= Instructions for the task =
Gather every line of the records that contains the string "before" (case counts).
--- Supplied records ---
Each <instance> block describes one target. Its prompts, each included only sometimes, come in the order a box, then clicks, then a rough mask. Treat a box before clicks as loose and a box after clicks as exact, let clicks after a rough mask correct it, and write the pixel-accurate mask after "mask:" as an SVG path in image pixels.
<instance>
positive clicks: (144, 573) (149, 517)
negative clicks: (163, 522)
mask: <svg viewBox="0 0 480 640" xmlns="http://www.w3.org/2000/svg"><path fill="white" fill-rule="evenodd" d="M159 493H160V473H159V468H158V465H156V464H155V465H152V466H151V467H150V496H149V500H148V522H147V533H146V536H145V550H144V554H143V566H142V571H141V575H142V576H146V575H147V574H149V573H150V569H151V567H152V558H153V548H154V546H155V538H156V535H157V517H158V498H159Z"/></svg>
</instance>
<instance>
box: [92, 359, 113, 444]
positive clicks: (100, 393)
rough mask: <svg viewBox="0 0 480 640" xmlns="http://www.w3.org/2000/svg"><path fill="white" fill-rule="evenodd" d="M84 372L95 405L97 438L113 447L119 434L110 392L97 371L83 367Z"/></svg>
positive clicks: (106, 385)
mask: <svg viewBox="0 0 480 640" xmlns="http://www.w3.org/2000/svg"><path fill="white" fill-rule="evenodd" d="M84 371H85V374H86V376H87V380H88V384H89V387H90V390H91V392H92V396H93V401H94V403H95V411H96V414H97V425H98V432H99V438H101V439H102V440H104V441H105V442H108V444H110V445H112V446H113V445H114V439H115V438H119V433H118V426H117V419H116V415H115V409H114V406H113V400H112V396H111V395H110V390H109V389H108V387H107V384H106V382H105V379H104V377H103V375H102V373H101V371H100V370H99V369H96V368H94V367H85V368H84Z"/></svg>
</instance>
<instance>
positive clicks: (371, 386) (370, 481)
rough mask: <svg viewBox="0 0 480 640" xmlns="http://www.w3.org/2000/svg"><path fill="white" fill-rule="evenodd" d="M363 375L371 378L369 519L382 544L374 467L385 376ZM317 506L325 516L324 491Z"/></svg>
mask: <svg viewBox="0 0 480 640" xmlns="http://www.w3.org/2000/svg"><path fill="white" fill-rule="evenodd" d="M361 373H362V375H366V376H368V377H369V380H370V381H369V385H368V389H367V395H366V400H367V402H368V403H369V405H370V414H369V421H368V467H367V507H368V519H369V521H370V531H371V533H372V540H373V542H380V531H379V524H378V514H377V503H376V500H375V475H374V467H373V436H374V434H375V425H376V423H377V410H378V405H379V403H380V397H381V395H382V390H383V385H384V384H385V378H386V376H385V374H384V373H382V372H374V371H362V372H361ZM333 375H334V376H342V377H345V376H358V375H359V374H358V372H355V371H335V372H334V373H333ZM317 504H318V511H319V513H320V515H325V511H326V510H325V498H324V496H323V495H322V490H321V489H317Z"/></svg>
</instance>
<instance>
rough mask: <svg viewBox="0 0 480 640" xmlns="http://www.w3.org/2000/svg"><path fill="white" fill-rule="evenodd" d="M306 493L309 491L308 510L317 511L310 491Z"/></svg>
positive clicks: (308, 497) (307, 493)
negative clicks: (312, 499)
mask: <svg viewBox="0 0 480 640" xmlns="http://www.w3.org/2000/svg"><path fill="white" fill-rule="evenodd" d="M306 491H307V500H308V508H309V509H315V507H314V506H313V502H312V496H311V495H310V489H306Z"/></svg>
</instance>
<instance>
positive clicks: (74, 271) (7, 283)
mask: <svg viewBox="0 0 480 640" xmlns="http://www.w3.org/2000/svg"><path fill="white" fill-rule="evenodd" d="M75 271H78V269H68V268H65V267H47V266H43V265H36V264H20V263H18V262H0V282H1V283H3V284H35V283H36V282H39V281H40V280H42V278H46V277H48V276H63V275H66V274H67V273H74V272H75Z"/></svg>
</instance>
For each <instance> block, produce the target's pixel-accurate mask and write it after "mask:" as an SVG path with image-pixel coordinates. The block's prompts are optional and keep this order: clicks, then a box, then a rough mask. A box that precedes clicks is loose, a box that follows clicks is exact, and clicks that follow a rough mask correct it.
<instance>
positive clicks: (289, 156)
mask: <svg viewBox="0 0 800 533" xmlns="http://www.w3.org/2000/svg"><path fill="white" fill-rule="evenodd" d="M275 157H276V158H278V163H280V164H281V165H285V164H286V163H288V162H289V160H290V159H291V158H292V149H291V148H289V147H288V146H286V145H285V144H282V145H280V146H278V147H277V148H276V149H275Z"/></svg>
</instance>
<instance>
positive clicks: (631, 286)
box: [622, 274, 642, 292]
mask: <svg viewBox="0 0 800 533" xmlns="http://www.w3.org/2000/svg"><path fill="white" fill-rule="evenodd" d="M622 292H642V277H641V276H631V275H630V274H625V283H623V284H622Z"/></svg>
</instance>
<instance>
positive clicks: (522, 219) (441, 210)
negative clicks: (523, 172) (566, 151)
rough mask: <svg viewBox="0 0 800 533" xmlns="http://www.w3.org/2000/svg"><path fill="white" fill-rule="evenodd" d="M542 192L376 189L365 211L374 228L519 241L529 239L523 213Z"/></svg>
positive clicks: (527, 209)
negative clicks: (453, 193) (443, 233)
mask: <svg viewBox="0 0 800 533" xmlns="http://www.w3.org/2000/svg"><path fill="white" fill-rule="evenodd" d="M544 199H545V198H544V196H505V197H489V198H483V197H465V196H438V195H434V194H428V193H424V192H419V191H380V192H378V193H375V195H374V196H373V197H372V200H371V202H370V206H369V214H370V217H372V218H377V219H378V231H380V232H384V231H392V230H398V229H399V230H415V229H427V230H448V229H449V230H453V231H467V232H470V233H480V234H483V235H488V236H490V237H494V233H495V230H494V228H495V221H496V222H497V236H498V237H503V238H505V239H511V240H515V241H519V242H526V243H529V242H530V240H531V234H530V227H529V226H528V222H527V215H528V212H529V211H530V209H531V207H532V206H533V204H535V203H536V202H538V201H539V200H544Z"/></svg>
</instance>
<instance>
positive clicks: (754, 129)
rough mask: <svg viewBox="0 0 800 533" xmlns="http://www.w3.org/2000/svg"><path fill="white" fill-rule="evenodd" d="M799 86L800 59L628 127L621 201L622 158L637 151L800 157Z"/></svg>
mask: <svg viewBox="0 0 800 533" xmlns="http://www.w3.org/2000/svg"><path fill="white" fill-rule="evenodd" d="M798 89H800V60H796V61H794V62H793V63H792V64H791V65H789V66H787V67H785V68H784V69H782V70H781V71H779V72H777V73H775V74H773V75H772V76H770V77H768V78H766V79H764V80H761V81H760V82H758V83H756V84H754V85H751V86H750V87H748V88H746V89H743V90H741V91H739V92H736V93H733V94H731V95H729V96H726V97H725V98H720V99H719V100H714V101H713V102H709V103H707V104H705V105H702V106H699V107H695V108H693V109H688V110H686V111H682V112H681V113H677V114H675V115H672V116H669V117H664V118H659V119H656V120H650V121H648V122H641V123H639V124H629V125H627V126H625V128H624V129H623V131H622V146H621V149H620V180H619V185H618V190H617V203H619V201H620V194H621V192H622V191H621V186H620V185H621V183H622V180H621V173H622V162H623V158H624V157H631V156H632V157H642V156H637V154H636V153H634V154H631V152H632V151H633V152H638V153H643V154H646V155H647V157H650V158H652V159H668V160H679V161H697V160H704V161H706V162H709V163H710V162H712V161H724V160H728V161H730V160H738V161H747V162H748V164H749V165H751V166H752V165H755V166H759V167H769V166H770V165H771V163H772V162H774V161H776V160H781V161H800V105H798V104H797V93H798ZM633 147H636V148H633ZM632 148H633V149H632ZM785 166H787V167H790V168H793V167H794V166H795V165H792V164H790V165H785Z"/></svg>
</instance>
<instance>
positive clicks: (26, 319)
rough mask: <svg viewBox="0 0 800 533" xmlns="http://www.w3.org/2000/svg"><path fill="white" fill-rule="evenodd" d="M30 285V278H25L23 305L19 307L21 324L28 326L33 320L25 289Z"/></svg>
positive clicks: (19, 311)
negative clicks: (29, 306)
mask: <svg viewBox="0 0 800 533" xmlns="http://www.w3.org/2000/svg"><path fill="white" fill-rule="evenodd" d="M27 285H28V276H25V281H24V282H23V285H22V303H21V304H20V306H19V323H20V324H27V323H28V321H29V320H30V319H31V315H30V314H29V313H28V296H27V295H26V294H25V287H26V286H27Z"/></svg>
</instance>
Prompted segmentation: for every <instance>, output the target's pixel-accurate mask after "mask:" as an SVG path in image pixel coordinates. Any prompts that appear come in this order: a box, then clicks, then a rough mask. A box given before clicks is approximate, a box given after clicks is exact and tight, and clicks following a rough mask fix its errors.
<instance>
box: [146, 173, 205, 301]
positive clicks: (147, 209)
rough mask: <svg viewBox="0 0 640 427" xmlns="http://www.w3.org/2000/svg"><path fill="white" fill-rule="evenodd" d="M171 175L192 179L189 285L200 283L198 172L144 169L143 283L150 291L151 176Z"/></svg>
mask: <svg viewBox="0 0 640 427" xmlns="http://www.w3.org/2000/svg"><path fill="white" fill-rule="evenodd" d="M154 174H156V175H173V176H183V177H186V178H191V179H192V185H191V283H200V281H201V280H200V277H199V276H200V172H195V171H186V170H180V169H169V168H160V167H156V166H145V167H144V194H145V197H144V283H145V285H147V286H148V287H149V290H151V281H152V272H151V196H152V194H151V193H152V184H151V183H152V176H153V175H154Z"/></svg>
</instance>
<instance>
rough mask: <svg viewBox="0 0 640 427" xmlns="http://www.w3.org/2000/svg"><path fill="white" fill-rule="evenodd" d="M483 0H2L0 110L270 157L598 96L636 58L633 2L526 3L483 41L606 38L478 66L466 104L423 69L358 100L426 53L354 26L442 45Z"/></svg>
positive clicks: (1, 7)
---
= Exercise answer =
Each <instance> block describes one target. Its prompts, each included only sometimes, come in the order a box, then clicks, then a rough mask. Treat a box before clicks as loose and a box after clicks as exact, let clicks after a rough mask correct it, and write the pixel-accurate mask after "mask:" as an SVG path in image pixels.
Prompted segmentation: for every <instance>, output the target's pixel-accurate mask after "mask:" as an SVG path in image pixel coordinates. Any prompts that appear come in this order: a box, then clicks, then a rough mask. A box given before clicks is approximate, a box given after clicks is exact and tight, and clicks following a rough mask fix its errors.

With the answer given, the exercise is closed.